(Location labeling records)
begin

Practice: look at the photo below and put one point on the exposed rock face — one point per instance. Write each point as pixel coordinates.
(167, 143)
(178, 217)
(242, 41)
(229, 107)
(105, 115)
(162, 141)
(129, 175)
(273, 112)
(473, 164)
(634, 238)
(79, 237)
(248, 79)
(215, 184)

end

- _Task requirements_
Count the lines above that contain the string "face" and give only that number.

- _Complete response_
1